TASKS TO PERFORM
**1.** In the worked solution, how many students are in the second year?
**2.** Reproduce the worked solution starting at "By adding (1)" and ending at "(d+j+p) = 320 ............................(14)", swapping the word "solving" for "combining".

CBSE Class 12-commerce Answered

Table below shows the symbols considered for Male and female students of each course

Above Table shows 18 unknown variables . Hence we need 18 equations to be formed

from 18 given information. Then solve these 18 equations to get all the unknowns .

⇒  Information #1 :- total number of students (male+female ) of all courses = 2000 .

⇒ Information #2 :- Total Female students greater than total male students by 60. 

From above informations, we get the following two equations.

b + h + n + d + j + p + f + l + r = 1030 .........................(1)

a + g + m + c + i + o + e + k + q = 970 ........................(2)

⇒ information #3  :- BA students of all year = 36 % =  (36/100) × 2000 = 720

a+g+m+b+h+n = 720 ................................(3)

⇒ information #4  :- B.Com students of all year = 30.5 % =  (30.5/100) × 2000 = 610

e + k + q + f + l + r = 610  ................................(4)

⇒ information #5  :-  From information # 4 and #5 , we get B.Sc students of all year = (100-36-30.5) %  = 33.5 %

B.Sc students of all year =  (33.5/100) × 2000 = 670

c + i + o + d + j + p = 670 ................................(5)

⇒ information #6  :- 32% of students are in first year

Number of students in first year = ( 32/100) × 2000 = 640

a + b + c + d + e + f = 640 ..........................(6)

⇒ information #7  :- Number of students in second year is 100 more than those of second year .

From known value of total students , i.e. 2000 and from information #6 and #7 , we get

Number of students in second year = 730

Number of students in third year = 630

Hence we get

g + h + i + j + k + l = 730 ...............................(7)

m + n + o + p + q + r = 630 ........................(8)

⇒ information #8  :- 30 more females in BA than number of females in B.Com

b + h + n - f - l - r = 30 ..........................(9)

⇒ information #9  :- 20 less females in B.Sc than number of females in B.Com

f + l + r - d - j - p = 20  ........................(10)

by adding eqn.(9) and (10) , we get

b + h + n - d - j - p = 50 .........................(11)

By adding (1) and (9) , we get

2( b + h + n ) + d + j + p  = 1060 .........................(12)

By solving eqn.(11) and (12) , we get

(b+h+n) = 370 ...........................(13)

(d+j+p) = 320 ............................(14)

By substituting d+j+p) in (11) , we get

(f+l+r) = 340 ..........................(15)

DATA SECTION
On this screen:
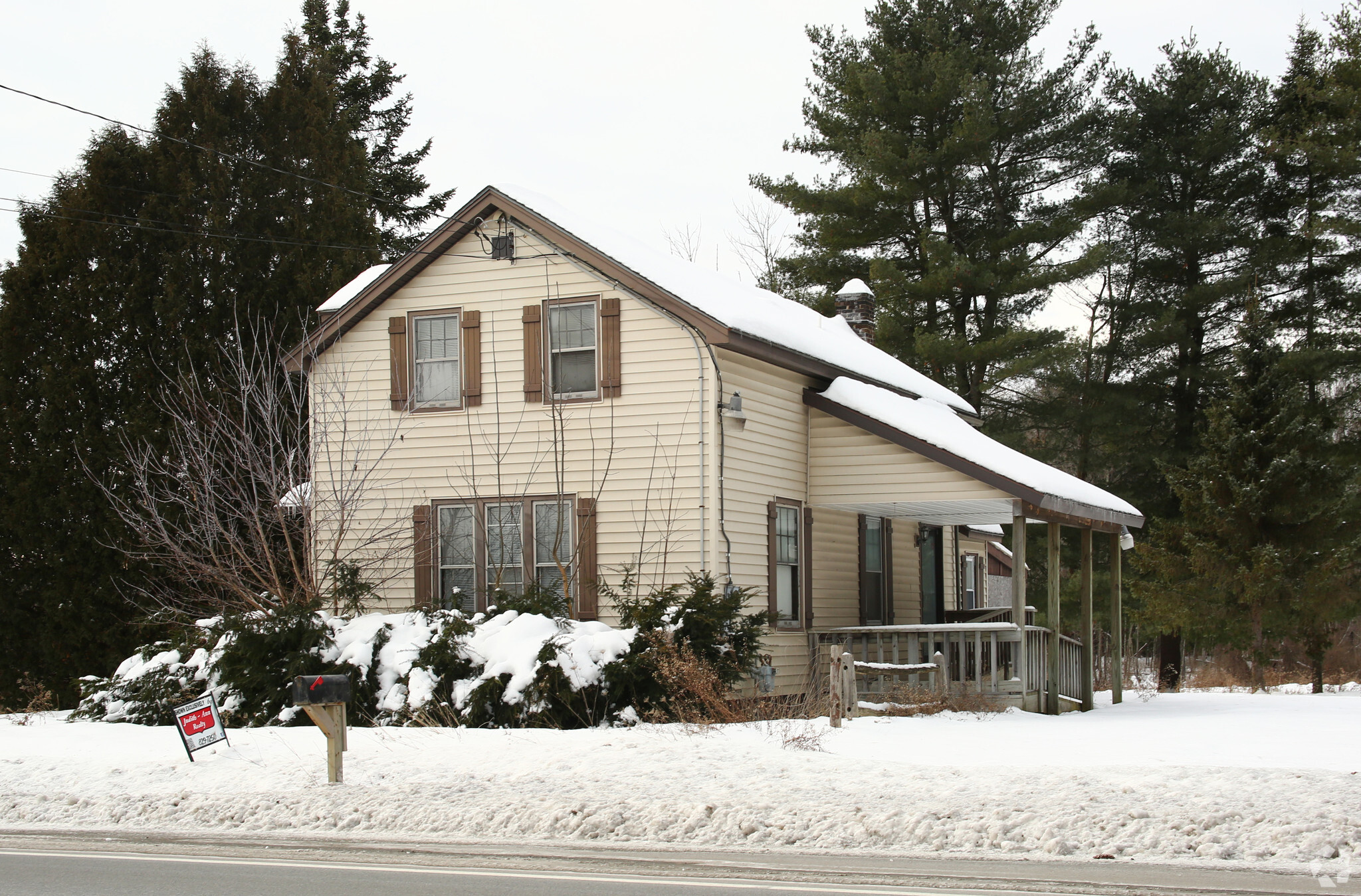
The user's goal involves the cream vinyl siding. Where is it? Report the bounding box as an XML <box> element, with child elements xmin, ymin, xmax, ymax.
<box><xmin>716</xmin><ymin>348</ymin><xmax>817</xmax><ymax>595</ymax></box>
<box><xmin>810</xmin><ymin>410</ymin><xmax>1011</xmax><ymax>508</ymax></box>
<box><xmin>312</xmin><ymin>228</ymin><xmax>714</xmax><ymax>621</ymax></box>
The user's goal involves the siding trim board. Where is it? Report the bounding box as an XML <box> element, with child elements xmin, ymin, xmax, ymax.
<box><xmin>803</xmin><ymin>389</ymin><xmax>1143</xmax><ymax>531</ymax></box>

RESULTS BY TASK
**1.** 730

**2.**
By adding (1) and (9) , we get

2( b + h + n ) + d + j + p  = 1060 .........................(12)

By combining eqn.(11) and (12) , we get

(b+h+n) = 370 ...........................(13)

(d+j+p) = 320 ............................(14)